### Directions for this task:
Each entry below is to be duplicated verbatim.

### Data records:
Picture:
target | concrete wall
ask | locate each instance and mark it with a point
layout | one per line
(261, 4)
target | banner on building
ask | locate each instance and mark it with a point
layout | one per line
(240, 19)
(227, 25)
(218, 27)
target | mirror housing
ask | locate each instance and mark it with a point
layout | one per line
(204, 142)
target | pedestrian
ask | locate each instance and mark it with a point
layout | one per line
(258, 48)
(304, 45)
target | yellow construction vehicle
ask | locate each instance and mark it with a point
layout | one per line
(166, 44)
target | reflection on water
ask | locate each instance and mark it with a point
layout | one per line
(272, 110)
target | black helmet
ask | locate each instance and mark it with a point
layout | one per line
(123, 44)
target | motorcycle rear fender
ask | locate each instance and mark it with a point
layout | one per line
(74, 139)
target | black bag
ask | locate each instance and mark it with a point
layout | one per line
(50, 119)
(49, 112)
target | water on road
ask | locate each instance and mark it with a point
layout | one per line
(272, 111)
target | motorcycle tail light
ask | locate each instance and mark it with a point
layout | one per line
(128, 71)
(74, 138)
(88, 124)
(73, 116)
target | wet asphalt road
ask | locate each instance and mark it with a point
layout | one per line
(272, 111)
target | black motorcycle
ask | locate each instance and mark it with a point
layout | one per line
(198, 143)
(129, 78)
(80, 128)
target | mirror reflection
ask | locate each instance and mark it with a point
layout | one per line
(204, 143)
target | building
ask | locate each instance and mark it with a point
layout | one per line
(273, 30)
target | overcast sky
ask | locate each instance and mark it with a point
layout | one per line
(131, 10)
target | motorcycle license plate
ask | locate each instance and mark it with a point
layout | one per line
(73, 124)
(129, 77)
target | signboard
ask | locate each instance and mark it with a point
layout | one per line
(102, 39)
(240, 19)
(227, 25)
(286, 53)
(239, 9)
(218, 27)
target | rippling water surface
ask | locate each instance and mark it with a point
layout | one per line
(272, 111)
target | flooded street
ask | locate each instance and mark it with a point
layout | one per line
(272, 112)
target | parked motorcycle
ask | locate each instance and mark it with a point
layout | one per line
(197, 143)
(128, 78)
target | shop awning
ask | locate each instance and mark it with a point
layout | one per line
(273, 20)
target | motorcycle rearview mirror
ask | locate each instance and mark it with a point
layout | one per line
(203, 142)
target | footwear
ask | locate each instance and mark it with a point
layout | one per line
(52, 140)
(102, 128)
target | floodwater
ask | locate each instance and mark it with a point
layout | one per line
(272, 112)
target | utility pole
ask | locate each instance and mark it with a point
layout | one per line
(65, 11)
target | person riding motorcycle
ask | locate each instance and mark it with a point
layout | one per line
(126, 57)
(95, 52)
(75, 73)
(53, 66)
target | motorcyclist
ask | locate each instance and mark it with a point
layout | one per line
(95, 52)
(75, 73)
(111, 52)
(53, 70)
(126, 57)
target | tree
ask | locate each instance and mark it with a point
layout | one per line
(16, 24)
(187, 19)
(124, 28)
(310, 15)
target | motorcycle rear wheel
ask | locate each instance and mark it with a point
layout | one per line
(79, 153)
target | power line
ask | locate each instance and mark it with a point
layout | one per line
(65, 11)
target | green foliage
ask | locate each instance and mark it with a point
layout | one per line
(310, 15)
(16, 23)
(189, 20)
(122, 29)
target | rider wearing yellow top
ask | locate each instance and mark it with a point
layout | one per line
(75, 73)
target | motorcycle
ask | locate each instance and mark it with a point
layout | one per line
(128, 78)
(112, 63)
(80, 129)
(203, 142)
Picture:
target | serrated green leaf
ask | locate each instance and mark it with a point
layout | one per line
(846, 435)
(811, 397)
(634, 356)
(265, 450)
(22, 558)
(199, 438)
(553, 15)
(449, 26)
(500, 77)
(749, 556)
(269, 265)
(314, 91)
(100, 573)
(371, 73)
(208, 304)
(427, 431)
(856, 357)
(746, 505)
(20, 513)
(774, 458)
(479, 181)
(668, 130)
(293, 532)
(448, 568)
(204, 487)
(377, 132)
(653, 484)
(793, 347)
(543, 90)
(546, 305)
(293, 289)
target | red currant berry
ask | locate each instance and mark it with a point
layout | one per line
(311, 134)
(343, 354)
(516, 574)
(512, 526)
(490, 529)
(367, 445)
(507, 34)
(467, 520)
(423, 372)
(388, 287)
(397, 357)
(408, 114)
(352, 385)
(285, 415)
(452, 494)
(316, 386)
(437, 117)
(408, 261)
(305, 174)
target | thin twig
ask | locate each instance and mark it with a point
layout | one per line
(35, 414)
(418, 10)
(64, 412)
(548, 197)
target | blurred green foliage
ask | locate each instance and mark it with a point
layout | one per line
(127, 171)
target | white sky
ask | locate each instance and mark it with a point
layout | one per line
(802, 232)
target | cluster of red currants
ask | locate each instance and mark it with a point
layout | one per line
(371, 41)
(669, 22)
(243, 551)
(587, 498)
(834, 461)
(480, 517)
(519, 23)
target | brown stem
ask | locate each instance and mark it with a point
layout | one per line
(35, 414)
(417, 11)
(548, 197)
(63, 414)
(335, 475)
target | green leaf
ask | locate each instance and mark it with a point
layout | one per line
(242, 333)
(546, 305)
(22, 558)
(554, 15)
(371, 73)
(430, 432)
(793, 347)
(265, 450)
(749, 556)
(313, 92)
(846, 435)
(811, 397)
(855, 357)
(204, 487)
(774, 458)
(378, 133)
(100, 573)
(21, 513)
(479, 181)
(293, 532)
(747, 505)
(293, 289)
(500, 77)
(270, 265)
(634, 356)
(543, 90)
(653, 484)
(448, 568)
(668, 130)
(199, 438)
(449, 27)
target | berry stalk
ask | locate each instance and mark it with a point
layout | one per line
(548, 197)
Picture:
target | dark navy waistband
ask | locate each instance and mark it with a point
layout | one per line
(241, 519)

### Response:
Picture:
target | concrete wall
ask | locate each instance and mark it with a point
layout | one per line
(261, 4)
target | banner on building
ask | locate each instance and mark it with a point
layout | one per line
(240, 19)
(227, 25)
(218, 27)
target | mirror housing
ask | locate each instance and mark it with a point
layout | one per line
(204, 142)
target | pedestrian
ask | locate each instance and mark it with a point
layout | one per line
(258, 48)
(304, 45)
target | yellow construction vehicle
ask | locate each instance and mark it with a point
layout | one per line
(166, 44)
target | reflection on water
ask | locate each instance and mark it with a point
layout | one per line
(272, 110)
target | black helmet
ask | locate each instance and mark it with a point
layout | one per line
(123, 44)
target | motorcycle rear fender
ask | locate each instance and mark it with a point
layout | one per line
(74, 139)
target | black bag
ask | locate each instance and mark it with a point
layout | one per line
(50, 119)
(49, 112)
target | water on road
ask | locate each instance and mark it with a point
layout | one per line
(272, 111)
target | motorcycle tail light
ask | locate each instance and mark it with a point
layout | one per line
(128, 71)
(74, 138)
(88, 124)
(73, 116)
target | wet asphalt road
ask | locate each instance and mark it with a point
layout | one per line
(272, 111)
target | black motorcycle
ask | locate each instance and mark it with a point
layout | one per line
(198, 143)
(129, 78)
(80, 128)
target | mirror reflection
ask | locate each instance and mark it with a point
layout | one per line
(204, 143)
target | building
ask | locate each instance and mark it with a point
layout | one per line
(273, 30)
target | overcast sky
ask | locate each instance and mark it with a point
layout | one per line
(131, 10)
target | motorcycle license plate
ask | locate each instance and mark it with a point
layout | one per line
(73, 124)
(129, 77)
target | signboard
ask | locate each instance and mark it with a point
layout | one per line
(102, 39)
(240, 19)
(227, 25)
(286, 53)
(239, 9)
(218, 27)
target | rippling water surface
ask | locate each instance and mark it with a point
layout | one per line
(272, 111)
target | flooded street
ask | locate each instance and mark it with a point
layout | one per line
(272, 112)
target | parked motorcycle
ask | locate each instance and mark it with a point
layout | one per line
(197, 143)
(128, 78)
target | shop awning
ask | locate each instance and mark it with a point
layout | one per line
(273, 20)
target | motorcycle rearview mirror
ask | locate each instance and mark it with a point
layout | one per line
(203, 142)
target | footwear
ask | locate each instance and mark it with a point
layout | one per line
(52, 140)
(102, 128)
target | floodwater
ask | locate each instance and mark it with a point
layout | one per line
(272, 112)
target | utility pole
ask | locate each instance and mark it with a point
layout | one per line
(65, 11)
target | person riding motorcycle
ask | locate each instance and mark it with a point
layout | one per line
(126, 57)
(95, 52)
(75, 73)
(53, 66)
target | motorcyclist
ask | locate each instance and mark it with a point
layout | one per line
(95, 52)
(75, 73)
(111, 52)
(53, 70)
(126, 57)
target | tree
ask | locate each instance and mark it with a point
layout | one per line
(16, 24)
(187, 19)
(124, 28)
(310, 15)
target | motorcycle rear wheel
ask | locate each instance and mark it with a point
layout | one per line
(79, 153)
target | power line
ask | locate each instance and mark it with a point
layout | one per line
(65, 11)
target | green foliage
ask | locate each instance and mark it with a point
layout | one per line
(310, 15)
(16, 23)
(189, 20)
(122, 29)
target | rider wearing yellow top
ask | locate each instance and mark it with a point
layout | one per line
(75, 73)
target | motorcycle
ask | locate each instance and mark it with a point
layout | one per line
(128, 78)
(112, 63)
(80, 129)
(203, 142)
Picture:
target | serrated green leaf
ask | locate each instance and mark it with a point
layout | one per line
(846, 435)
(811, 397)
(634, 356)
(265, 450)
(22, 558)
(199, 438)
(553, 15)
(449, 26)
(500, 77)
(749, 556)
(269, 265)
(314, 91)
(100, 573)
(371, 73)
(208, 304)
(427, 431)
(856, 357)
(746, 505)
(20, 513)
(774, 458)
(479, 181)
(668, 130)
(293, 532)
(448, 568)
(204, 487)
(377, 132)
(653, 484)
(793, 347)
(543, 90)
(546, 305)
(293, 289)
target | red currant berry
ask | locate each instance and mark it with a point
layout | one per line
(311, 134)
(343, 354)
(516, 574)
(512, 526)
(490, 529)
(367, 445)
(507, 34)
(467, 520)
(423, 372)
(388, 287)
(397, 357)
(408, 114)
(352, 385)
(285, 415)
(452, 494)
(316, 386)
(437, 117)
(408, 261)
(305, 174)
target | thin twig
ask | locate each instance and mark it with a point
layout | one per line
(35, 414)
(418, 10)
(64, 412)
(548, 197)
target | blurred green foliage
ask | locate each instance and mark it with a point
layout | one per line
(127, 171)
target | white sky
ask | locate each instance and mark it with a point
layout | one per line
(802, 232)
target | cluster of red currants
ask | locate each instance and mark it with a point
layout | one per line
(371, 41)
(669, 22)
(243, 551)
(587, 498)
(834, 461)
(480, 517)
(519, 23)
target | brown stem
ask | locate each instance and mark it with a point
layout | one per line
(35, 414)
(417, 11)
(548, 197)
(63, 414)
(335, 475)
target | green leaf
ask | locate each instance and mark it with a point
layout | one per line
(242, 333)
(546, 305)
(22, 558)
(554, 15)
(371, 73)
(430, 432)
(793, 347)
(265, 450)
(749, 556)
(313, 92)
(846, 435)
(811, 397)
(855, 357)
(204, 487)
(774, 458)
(378, 133)
(100, 573)
(21, 513)
(479, 181)
(293, 532)
(747, 505)
(293, 289)
(500, 77)
(270, 265)
(634, 356)
(543, 90)
(653, 484)
(448, 568)
(668, 130)
(199, 438)
(449, 27)
target | berry stalk
ask | locate each instance and mark it with a point
layout | one per line
(548, 197)
Picture:
target | dark navy waistband
ask | locate each instance and mark it with a point
layout | one per line
(241, 519)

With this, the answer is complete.